:: Selected passage ::

When my parents forbid from purchasing my first skateboard, skateboarders were considered delinquents. Regardless, I purchased a used Powell-Peralta and proceeded to get involved with the "wrong crowd". It wasn't that we were bad kids, we were just kids. However, it seems understandable that those we "terrorized" would believe that our loud and dangerous boards could only be ridden by loud and dangerous individuals; we weren't exactly saints.

Today the image of the skateboarder has evolved. Certainly a bad-boy attitude still permeates skate culture, epitomized by the motion picture hijinks of the Jack Ass crew, a spin off of the antics featured in Big Brother skate magazine. However, thanks in part to the popularity of charismatic superstars like Tony Hawk, and his hugely popular video game, skating has become completely mainstream. Worldwide, skate parks are popping up everywhere, and Vans, an old-skool skate shoe company, has even built ramps in shopping malls around America. ESPN frequently airs international tournaments for skating and other "extreme" disciplines, elevating them to practically genuine sports status.

When I saw that a park had been build on Sathorn Road, I was unsure of what to expect. What form had skating taken when it migrated across the pacific? Were skaters in Thailand stereotypical punk skate-rats, intent on thrashing any and all concrete and plywood surface, unapologetic of their anti-Thai-values lifestyle? The conspicuous absence of skaters at the seemingly endless number of public handrails, abandoned buildings, parking garages, and monuments led me to doubt this conclusion. Perhaps Thai skaters were more in line with the new image being fostered by the corporate promoters of skating; skaters as actual athletes. I headed down to the Red Bull skate park to check it out.

The park consists of an international competition size park course, approximately 35 x 40 meters with a 3m high drop in launch box, fun boxes, spines, lots of banks, rails, and transitions, as well as a full corner bowl and a full size, 10.5 ft vert ramp with a 13 ft roll in. The design was created for multiple purposes; hosting international competitions, allowing traffic to flow for different sports using the course simultaneously on a daily basis, and elevating the skill of local talent from novice to international level.

:::

**What you will do**: Reproduce the skateboarding passage word for word, from "When my parents" down to "weren't exactly saints.".

:: Record excerpts ::

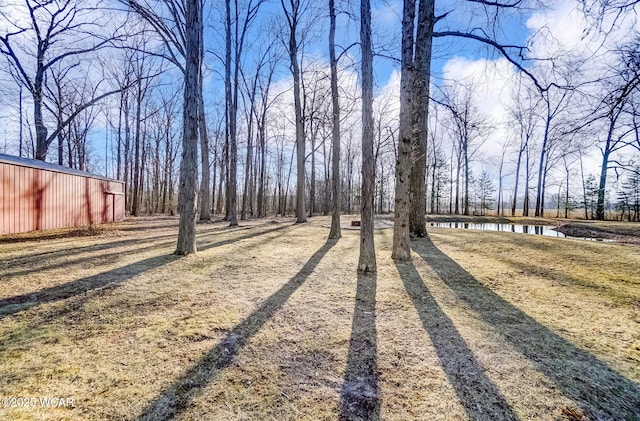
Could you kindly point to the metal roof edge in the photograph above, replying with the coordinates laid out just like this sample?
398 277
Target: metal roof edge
43 165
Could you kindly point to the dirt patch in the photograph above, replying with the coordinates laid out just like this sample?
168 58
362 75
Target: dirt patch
619 234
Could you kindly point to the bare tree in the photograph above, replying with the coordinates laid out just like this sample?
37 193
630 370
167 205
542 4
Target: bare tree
367 260
188 166
293 11
62 31
401 250
335 132
420 117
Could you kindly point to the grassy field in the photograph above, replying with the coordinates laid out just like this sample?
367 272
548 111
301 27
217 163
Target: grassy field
269 321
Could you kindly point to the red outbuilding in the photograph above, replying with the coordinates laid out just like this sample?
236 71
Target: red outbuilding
36 195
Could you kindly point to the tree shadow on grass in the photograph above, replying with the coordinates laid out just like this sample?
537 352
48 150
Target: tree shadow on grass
111 278
9 273
175 399
115 277
598 390
208 245
480 397
359 396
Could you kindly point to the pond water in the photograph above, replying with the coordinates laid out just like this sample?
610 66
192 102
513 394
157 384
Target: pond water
545 230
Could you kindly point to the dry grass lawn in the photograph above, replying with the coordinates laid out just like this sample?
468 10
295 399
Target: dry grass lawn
269 321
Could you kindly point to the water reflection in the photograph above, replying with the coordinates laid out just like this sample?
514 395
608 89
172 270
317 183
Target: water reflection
547 231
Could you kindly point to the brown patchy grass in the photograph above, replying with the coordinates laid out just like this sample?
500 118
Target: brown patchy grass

:::

**Solution to this exercise**:
When my parents forbid from purchasing my first skateboard, skateboarders were considered delinquents. Regardless, I purchased a used Powell-Peralta and proceeded to get involved with the "wrong crowd". It wasn't that we were bad kids, we were just kids. However, it seems understandable that those we "terrorized" would believe that our loud and dangerous boards could only be ridden by loud and dangerous individuals; we weren't exactly saints.